• Problem description
Rewrite the entries from the line containing "the <item>asphalt road</item>?" through the end of the entries, swapping each "dog's" for "puppy's" and leaving everything else unchanged.

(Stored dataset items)
********
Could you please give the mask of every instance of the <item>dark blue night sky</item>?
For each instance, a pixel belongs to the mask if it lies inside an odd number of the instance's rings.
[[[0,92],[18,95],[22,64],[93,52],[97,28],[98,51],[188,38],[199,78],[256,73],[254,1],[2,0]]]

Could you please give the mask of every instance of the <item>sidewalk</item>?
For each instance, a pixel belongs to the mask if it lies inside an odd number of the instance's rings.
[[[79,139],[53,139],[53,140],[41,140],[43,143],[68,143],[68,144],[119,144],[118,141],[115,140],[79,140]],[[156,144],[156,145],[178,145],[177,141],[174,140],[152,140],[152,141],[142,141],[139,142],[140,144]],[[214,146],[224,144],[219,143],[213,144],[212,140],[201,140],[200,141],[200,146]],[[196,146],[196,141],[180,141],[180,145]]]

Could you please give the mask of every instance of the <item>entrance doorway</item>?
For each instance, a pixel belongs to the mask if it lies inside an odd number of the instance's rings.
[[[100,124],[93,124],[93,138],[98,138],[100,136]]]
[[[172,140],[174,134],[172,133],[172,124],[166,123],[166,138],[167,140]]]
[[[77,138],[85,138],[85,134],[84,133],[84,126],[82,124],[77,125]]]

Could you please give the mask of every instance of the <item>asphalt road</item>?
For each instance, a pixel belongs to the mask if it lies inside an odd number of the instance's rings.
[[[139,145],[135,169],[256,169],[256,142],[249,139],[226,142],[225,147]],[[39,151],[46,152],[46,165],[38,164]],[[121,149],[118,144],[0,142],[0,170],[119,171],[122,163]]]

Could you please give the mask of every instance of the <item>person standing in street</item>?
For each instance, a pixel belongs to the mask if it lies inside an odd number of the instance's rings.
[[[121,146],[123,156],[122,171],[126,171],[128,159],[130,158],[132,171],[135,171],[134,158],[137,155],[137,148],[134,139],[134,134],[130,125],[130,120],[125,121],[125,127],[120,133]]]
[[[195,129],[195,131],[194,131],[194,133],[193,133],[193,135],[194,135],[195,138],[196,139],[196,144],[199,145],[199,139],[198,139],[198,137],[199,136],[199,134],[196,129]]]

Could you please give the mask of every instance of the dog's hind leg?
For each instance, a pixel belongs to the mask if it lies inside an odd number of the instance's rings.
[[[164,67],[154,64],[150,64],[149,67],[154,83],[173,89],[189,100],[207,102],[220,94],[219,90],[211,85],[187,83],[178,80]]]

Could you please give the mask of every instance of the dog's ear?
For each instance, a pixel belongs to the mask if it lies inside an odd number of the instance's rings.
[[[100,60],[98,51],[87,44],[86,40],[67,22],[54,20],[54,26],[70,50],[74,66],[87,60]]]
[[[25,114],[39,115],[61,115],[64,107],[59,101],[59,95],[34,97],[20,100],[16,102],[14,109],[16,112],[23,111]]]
********
• Solution to this exercise
Could you please give the mask of every instance of the <item>asphalt road</item>?
For each instance, a pixel belongs to the mask if it lies inside an odd number of the instance's rings.
[[[139,145],[135,169],[256,169],[256,142],[249,139],[226,142],[225,147]],[[39,151],[46,152],[46,165],[38,164]],[[121,149],[118,144],[0,142],[0,170],[119,171],[122,163]]]

Could you please give the mask of every instance of the <item>person standing in street</item>?
For each instance, a pixel belongs to the mask if it lies inside an odd number of the instance's rings.
[[[121,146],[123,156],[122,171],[126,171],[128,159],[130,158],[132,171],[135,171],[134,158],[137,155],[137,148],[134,139],[134,134],[130,125],[130,120],[125,121],[125,127],[120,133]]]
[[[195,129],[195,131],[194,131],[194,133],[193,133],[193,135],[194,135],[195,138],[196,139],[196,144],[199,145],[199,139],[198,139],[198,137],[199,136],[199,134],[196,129]]]

Could you please give the mask of every instance of the puppy's hind leg?
For each instance, a pixel belongs to the mask if it lies inside an odd number of the instance's rings.
[[[164,67],[154,64],[150,64],[149,67],[154,83],[173,89],[189,100],[207,102],[220,94],[219,90],[211,85],[187,83],[178,80]]]

Could you please give the mask of every instance of the puppy's ear?
For each instance, a pixel belongs to the mask if it lies inside an odd number of the instance's rings.
[[[100,60],[98,51],[87,44],[86,40],[67,22],[54,20],[54,26],[70,50],[74,66],[87,60]]]
[[[25,114],[39,115],[61,115],[64,107],[59,101],[59,95],[34,97],[20,100],[16,102],[14,109],[16,112],[23,111]]]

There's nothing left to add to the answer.